* **WRITTEN TASK**
Reproduce the material verbatim from its first line through the line holding "[[558, 189], [418, 102], [213, 81]]", with both of those lines included.

--- Start RECORD LIST ---

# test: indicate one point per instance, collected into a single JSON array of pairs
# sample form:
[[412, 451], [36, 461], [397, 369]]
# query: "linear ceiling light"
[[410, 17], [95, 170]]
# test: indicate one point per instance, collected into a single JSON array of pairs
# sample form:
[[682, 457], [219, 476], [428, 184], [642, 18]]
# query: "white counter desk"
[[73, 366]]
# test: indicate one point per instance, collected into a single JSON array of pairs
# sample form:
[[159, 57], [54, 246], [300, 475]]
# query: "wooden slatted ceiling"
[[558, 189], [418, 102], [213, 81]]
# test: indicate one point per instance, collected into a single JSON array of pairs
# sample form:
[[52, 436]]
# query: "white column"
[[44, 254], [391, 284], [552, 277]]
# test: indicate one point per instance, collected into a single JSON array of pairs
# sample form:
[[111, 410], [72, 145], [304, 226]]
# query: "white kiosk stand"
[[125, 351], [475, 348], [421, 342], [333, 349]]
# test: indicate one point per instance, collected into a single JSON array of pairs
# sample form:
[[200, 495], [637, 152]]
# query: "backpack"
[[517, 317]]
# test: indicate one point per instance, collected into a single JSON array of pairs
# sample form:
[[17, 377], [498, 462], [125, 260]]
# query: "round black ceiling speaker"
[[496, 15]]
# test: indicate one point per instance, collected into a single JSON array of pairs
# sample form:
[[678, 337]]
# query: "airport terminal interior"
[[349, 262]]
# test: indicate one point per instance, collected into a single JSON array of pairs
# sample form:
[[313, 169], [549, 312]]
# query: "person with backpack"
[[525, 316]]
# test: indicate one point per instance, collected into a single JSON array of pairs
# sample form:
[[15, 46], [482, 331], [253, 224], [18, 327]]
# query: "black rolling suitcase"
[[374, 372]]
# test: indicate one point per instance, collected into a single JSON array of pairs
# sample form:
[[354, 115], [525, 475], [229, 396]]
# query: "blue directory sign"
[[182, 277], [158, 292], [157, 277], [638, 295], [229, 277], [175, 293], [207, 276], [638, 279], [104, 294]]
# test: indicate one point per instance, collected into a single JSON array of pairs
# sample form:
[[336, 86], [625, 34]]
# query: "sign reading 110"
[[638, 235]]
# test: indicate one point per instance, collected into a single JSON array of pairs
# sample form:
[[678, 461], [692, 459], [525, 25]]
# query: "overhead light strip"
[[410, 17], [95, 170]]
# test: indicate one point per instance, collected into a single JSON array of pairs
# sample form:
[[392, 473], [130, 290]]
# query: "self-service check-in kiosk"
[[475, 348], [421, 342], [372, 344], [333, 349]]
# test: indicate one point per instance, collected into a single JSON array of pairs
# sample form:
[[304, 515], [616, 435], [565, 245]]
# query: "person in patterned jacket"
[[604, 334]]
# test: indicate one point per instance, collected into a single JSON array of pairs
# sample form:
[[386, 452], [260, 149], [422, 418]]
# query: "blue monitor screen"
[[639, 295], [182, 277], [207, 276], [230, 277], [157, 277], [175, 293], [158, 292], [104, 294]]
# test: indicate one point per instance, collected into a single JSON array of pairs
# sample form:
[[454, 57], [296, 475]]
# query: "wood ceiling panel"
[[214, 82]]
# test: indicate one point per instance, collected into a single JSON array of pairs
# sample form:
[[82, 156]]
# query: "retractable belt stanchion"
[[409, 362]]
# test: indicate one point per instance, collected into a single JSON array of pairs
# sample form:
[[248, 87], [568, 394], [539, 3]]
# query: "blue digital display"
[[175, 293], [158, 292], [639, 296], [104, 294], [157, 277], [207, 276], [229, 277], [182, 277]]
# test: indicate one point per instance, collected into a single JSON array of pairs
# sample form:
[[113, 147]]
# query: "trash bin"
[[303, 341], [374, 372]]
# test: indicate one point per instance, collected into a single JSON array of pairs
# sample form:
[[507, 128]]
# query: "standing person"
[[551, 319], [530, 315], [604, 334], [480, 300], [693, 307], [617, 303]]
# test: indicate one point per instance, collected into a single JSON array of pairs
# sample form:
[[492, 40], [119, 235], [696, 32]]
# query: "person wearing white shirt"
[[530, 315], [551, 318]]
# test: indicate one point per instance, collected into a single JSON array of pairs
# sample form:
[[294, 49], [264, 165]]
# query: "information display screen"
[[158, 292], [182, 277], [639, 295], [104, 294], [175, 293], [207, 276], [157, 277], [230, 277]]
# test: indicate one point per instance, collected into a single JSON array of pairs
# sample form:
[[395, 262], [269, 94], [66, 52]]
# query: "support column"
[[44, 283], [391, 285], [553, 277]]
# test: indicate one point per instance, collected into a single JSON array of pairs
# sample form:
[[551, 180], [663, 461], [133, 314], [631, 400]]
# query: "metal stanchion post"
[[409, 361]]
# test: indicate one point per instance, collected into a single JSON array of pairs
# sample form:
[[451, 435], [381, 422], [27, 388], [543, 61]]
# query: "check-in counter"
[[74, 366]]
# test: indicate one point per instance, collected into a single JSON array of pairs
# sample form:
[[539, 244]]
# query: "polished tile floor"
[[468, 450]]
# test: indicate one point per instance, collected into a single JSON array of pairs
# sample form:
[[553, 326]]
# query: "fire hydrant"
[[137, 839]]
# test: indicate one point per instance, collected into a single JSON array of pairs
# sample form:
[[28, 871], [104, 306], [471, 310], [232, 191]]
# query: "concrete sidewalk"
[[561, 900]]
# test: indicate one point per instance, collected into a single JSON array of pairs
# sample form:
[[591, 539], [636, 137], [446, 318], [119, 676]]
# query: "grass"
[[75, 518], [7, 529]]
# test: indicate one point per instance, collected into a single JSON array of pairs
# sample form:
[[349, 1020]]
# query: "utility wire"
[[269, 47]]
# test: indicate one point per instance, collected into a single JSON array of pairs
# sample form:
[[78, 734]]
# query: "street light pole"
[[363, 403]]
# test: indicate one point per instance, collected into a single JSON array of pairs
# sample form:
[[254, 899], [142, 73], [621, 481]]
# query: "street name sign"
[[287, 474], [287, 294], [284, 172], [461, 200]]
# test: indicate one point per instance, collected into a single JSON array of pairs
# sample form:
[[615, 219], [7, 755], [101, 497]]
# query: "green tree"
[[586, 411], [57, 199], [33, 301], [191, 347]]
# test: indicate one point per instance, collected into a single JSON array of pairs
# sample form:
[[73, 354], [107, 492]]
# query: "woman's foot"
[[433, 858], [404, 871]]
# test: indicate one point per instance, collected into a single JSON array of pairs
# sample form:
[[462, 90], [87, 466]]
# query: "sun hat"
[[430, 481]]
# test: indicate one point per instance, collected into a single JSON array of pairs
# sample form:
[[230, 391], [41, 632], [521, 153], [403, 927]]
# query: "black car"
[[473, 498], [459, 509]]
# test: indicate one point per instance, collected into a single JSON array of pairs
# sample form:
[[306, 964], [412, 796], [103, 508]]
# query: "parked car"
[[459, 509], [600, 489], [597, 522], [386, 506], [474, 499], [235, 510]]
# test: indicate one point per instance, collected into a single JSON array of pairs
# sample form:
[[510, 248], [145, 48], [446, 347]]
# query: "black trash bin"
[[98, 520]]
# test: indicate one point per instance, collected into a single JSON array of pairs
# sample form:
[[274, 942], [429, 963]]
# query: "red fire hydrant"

--- End RECORD LIST ---

* **RESULT OF THE EXERCISE**
# test: indicate one point per instance, collected into a single JSON array of pairs
# sample form:
[[412, 451], [36, 461], [397, 369]]
# query: "linear ceiling light"
[[410, 17], [95, 170]]
# test: indicate one point per instance, collected into a single JSON array of pairs
# sample form:
[[682, 457], [219, 476], [428, 184], [642, 18]]
# query: "white counter desk"
[[73, 366]]
# test: indicate one point per instance, collected into a single JSON array of pairs
# sample form:
[[159, 57], [54, 246], [300, 475]]
# query: "wooden slatted ceiling"
[[558, 189], [418, 102], [213, 81]]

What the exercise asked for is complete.